## WHAT YOU WILL DO
Go to the line holding "Please locate the baby's hair" in the entries below and write out exactly every line down to and including the line holding "Please locate the baby's head".

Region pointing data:
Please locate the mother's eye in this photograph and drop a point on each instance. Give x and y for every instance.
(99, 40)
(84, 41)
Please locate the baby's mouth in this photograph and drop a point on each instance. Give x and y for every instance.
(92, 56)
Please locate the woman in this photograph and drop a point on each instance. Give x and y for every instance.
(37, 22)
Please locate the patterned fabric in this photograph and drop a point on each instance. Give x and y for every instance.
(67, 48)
---
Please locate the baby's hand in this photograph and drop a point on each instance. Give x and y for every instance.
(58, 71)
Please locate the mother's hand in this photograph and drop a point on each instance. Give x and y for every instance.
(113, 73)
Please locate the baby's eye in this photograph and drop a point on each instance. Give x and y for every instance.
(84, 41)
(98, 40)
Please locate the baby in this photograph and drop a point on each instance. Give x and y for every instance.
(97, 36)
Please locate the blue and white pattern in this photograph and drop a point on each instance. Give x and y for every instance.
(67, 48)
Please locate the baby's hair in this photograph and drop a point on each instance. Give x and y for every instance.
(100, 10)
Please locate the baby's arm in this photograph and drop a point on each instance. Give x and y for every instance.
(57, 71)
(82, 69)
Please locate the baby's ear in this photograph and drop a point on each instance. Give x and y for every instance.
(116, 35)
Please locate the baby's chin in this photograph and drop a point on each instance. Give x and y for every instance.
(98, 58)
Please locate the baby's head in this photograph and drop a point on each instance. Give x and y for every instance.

## TASK ANSWER
Please locate the baby's hair in this photograph and drop a point on each instance. Give x and y for every instance.
(100, 10)
Please locate the baby's arm in this photograph and drop a point on each instance. Give x and y for every instance.
(57, 71)
(82, 69)
Please locate the baby's ear in this photograph and drop a point on each instance. Give x and y for every instance.
(116, 35)
Please locate the baby's chin in this photograph and drop a point on each instance. Give x and y for every instance.
(98, 58)
Please locate the baby's head in this photograph and drop a point on each instance. Give x and y for every instance.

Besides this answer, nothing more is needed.